— BEGIN GIVEN ENTRIES —

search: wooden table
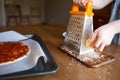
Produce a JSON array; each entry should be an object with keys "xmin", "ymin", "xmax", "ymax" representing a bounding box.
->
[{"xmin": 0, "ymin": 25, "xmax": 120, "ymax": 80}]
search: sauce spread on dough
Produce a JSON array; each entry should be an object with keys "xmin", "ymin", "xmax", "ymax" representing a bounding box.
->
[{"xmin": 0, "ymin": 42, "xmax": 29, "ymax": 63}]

— END GIVEN ENTRIES —
— BEGIN GIVEN ENTRIES —

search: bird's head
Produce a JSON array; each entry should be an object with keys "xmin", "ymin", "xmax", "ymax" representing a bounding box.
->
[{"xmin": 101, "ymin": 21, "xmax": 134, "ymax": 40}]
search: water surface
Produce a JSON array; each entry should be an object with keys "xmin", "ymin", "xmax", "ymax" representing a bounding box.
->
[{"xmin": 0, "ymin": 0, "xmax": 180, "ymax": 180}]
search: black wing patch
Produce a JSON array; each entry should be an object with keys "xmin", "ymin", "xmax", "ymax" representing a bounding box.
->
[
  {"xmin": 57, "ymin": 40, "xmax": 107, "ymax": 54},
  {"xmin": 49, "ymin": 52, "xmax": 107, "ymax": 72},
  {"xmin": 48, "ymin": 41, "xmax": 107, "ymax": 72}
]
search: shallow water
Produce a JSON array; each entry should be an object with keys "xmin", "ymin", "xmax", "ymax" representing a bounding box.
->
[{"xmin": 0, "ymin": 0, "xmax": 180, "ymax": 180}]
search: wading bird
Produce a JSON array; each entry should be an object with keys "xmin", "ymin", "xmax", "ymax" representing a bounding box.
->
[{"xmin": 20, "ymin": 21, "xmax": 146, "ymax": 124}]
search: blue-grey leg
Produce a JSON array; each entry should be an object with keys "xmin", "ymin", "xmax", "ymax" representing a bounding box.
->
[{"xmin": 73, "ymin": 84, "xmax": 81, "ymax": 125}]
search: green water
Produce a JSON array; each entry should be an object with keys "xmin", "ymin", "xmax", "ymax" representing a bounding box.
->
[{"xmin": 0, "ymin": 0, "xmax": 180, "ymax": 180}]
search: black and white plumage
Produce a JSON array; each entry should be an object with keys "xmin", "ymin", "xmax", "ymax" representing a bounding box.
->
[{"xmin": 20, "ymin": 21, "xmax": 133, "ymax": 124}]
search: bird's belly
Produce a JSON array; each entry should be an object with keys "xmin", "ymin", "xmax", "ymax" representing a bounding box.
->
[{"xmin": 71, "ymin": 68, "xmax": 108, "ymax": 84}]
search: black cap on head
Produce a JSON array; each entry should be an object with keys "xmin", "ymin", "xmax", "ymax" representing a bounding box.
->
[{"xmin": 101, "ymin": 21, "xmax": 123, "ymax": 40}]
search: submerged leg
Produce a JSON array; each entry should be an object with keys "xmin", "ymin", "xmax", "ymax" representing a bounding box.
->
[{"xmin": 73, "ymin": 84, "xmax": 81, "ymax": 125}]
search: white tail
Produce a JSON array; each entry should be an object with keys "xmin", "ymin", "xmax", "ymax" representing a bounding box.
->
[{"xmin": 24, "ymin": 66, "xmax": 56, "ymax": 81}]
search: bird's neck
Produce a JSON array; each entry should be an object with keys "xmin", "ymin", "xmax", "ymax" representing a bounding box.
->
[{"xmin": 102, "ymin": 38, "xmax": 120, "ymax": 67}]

— END GIVEN ENTRIES —
— BEGIN GIVEN ENTRIES —

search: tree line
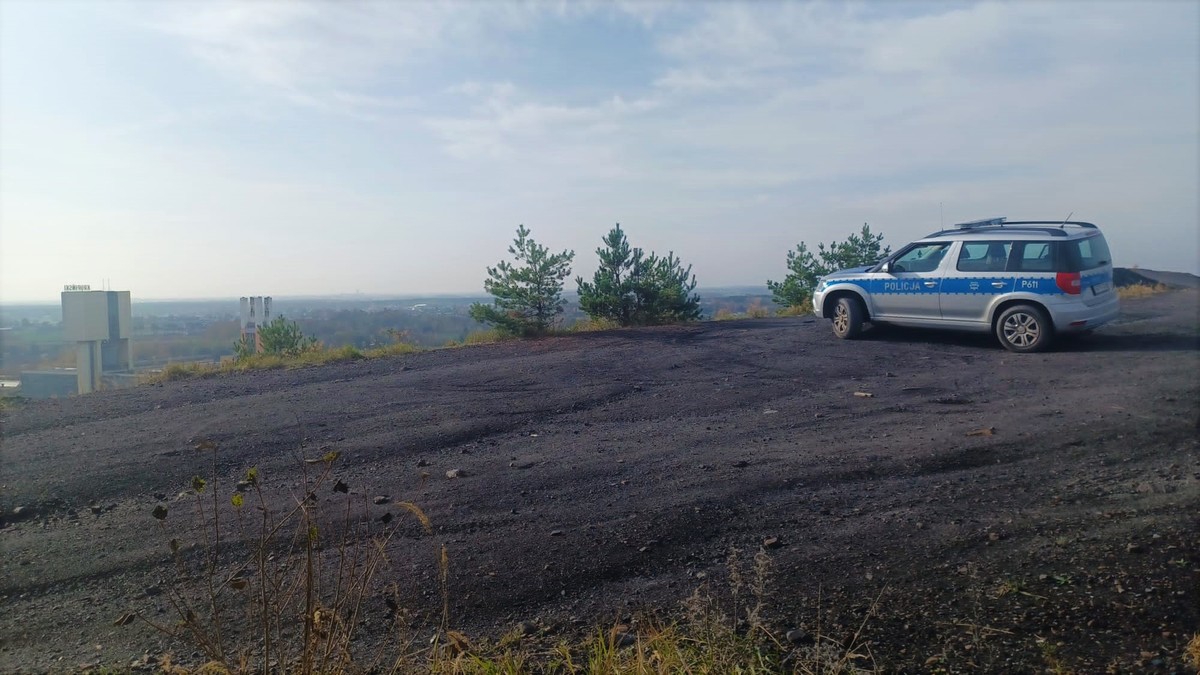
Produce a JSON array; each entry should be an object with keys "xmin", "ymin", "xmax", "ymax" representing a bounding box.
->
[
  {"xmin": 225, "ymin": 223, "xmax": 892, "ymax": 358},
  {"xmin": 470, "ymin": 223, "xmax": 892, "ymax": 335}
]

— END GIVEN ENTRIES —

INSTRUCTION: Locate each line in the records above that contains the string "bird", and copy every such line in full.

RESULT OF THE TASK:
search: bird's head
search: wading bird
search: bird's belly
search: bird's neck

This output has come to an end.